What is needed
A word-for-word repetition of all the entries is needed.

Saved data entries

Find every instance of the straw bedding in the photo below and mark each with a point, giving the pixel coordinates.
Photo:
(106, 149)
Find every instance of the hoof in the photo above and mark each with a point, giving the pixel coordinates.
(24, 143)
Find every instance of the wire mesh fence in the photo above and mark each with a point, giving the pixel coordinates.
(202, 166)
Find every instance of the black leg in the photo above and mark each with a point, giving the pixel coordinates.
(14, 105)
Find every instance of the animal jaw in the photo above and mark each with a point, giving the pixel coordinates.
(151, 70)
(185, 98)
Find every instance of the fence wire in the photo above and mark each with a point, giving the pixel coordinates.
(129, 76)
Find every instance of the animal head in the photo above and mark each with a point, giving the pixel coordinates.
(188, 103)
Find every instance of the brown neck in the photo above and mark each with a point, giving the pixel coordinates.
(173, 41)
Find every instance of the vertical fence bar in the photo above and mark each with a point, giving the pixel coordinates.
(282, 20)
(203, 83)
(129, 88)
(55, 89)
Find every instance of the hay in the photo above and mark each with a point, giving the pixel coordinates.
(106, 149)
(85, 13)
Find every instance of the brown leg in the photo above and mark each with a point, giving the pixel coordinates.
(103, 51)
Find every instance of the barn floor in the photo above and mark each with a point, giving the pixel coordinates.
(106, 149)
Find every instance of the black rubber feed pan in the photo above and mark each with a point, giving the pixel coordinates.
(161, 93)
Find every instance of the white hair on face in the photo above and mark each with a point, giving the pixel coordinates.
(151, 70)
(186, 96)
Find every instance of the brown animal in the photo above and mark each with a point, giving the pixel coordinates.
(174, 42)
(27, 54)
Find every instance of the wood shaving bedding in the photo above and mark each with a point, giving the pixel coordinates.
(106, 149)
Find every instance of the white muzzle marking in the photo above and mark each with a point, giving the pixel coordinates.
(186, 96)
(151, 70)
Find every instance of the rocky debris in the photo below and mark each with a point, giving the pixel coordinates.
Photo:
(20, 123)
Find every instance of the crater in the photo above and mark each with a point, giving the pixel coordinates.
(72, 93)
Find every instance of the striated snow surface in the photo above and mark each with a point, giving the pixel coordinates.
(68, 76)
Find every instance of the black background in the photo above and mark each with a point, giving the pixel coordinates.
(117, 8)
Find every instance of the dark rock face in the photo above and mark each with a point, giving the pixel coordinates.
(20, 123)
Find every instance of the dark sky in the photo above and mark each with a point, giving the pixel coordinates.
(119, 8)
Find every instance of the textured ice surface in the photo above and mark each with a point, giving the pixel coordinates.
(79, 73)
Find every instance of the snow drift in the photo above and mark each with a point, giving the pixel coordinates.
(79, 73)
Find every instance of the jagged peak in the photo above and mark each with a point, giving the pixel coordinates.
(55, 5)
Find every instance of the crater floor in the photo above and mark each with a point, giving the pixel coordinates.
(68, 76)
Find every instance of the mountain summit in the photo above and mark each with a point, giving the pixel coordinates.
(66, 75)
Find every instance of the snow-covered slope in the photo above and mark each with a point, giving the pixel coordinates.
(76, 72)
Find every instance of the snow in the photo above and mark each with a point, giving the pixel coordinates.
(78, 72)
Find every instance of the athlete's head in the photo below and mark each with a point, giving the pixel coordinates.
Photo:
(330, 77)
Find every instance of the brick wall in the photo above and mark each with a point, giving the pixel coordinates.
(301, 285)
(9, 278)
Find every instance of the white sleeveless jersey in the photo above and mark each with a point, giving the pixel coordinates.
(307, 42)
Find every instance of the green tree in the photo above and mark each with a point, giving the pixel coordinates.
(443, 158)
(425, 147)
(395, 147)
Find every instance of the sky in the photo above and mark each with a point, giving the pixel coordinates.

Task response
Find every instance of the straw bedding in the photo below and mark each with a point, giving the pixel coordinates.
Photo:
(106, 149)
Find every instance of the hoof in the photo above and mark each with a point, giving the pixel coordinates.
(24, 143)
Find every instance of the wire mesh fence in the photo above and mark each with a point, giving the pixel coordinates.
(202, 166)
Find every instance of the black leg in the photo above and mark each with a point, giving the pixel coordinates.
(14, 105)
Find every instance of the animal jaw in the photo above and mark each with a point, giving the pixel coordinates.
(151, 70)
(185, 98)
Find every instance of the fence wire in the photo above and mark each with a point, giving the pixel coordinates.
(129, 76)
Find every instance of the animal head in the photo above and mark each with a point, giving the pixel coordinates.
(188, 103)
Find every instance of the brown neck in the photo above and mark each with a point, giving the pixel coordinates.
(173, 41)
Find every instance of the vertical fence bar in the photo above and mark each with a point, giving the pixel coordinates.
(282, 20)
(203, 83)
(129, 88)
(55, 89)
Find every instance of the hay in the photo above and mark each with a point, giving the pixel coordinates.
(106, 149)
(85, 13)
Find every instance of the brown leg in the photo above and mark each with a point, giving the pixel coordinates.
(103, 51)
Find every instance of the barn floor in the photo above and mark each with a point, giving the pixel coordinates.
(106, 149)
Find every instance of the black rubber feed pan in the photo above and mark each with a point, giving the pixel coordinates.
(161, 93)
Find every instance of the white hair on face in the photo above and mark each with a point, giving the pixel coordinates.
(151, 70)
(186, 96)
Find every instance of the brown animal in the photo above and mark each with a point, giving the pixel coordinates.
(174, 42)
(27, 54)
Find every instance of the wood shaving bedding in the photo above and mark each with a point, giving the pixel coordinates.
(106, 149)
Find every instance of the white muzzle marking in the photo above and mark each with a point, giving the pixel coordinates.
(186, 96)
(151, 70)
Find every instance of the rocky debris in the photo below and mark each with a point, giving the pixel coordinates.
Photo:
(20, 123)
Find every instance of the crater in the photo above and mark each with a point, giving the pixel coordinates.
(72, 93)
Find every instance of the striated snow surface in the photo above and mark each with a point, giving the pixel coordinates.
(68, 76)
Find every instance of the black background in the photo above and mark each with a point, giving the pixel coordinates.
(117, 8)
Find every instance of the dark rock face in the photo above and mark each with a point, giving the pixel coordinates.
(20, 123)
Find every instance of the dark sky in the photo above and mark each with a point, giving the pixel coordinates.
(119, 8)
Find every instance of the textured ice surface in the photo above and mark each with a point, giving the pixel coordinates.
(79, 73)
Find every instance of the snow drift in the photo above and mark each with a point, giving the pixel coordinates.
(79, 73)
Find every instance of the jagged peak in the photo above and mark each with a point, giving the pixel coordinates.
(55, 5)
Find every instance of the crater floor in the photo above and mark each with a point, giving the pixel coordinates.
(68, 76)
Find every instance of the mountain summit in the photo above and mark each with a point, giving the pixel coordinates.
(66, 75)
Find every instance of the snow-covered slope in the photo above and mark each with a point, giving the pixel coordinates.
(76, 72)
Find every instance of the snow in the photo above and mark each with a point, giving the pixel coordinates.
(78, 72)
Find every instance of the athlete's head in the photo below and mark each with a point, giving the pixel coordinates.
Photo:
(330, 77)
Find every instance of the brick wall in the photo above and mark each with a point, giving the pixel coordinates.
(301, 285)
(9, 278)
Find every instance of the white sleeveless jersey in the photo above and mark each with a point, giving the pixel coordinates.
(307, 42)
Find every instance of the green tree in the photo above and mark each with a point, giving the pixel coordinates.
(443, 158)
(425, 147)
(395, 147)
Find every instance of the sky in the photo above and mark each with a point, giving the pixel coordinates.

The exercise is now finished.